→ **What is needed**
Reproduce the lines of the entries below, replacing "flower meadow" with "wildflower field" wherever it occurs and leaving everything else unchanged. Omit the pictures from your answer.

[Recorded data start]

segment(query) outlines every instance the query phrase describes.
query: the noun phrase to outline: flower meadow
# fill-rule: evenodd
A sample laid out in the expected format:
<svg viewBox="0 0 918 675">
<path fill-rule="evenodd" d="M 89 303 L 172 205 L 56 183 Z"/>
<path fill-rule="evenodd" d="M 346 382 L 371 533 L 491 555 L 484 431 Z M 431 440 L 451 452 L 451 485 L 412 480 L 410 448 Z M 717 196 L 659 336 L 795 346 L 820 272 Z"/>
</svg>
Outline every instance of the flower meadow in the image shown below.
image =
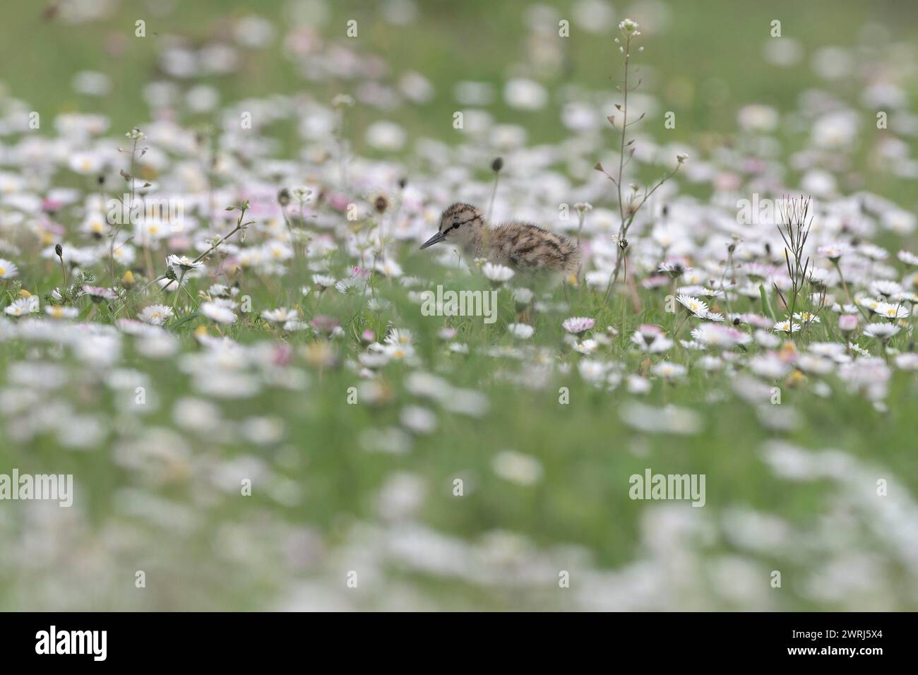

[Recorded data end]

→ **Result of this task**
segment(query) outlines every instance the query phrase describes.
query: the noun phrase to outline: wildflower field
# fill-rule: evenodd
A sample laid out in the expected format:
<svg viewBox="0 0 918 675">
<path fill-rule="evenodd" d="M 89 303 L 172 205 L 56 183 Z"/>
<path fill-rule="evenodd" d="M 346 382 L 371 533 L 491 555 L 484 431 Z M 431 440 L 451 452 L 451 485 L 412 480 L 410 448 Z M 717 196 L 659 336 L 795 346 L 820 272 Z"/>
</svg>
Outline every instance of the wildflower field in the image shown below.
image =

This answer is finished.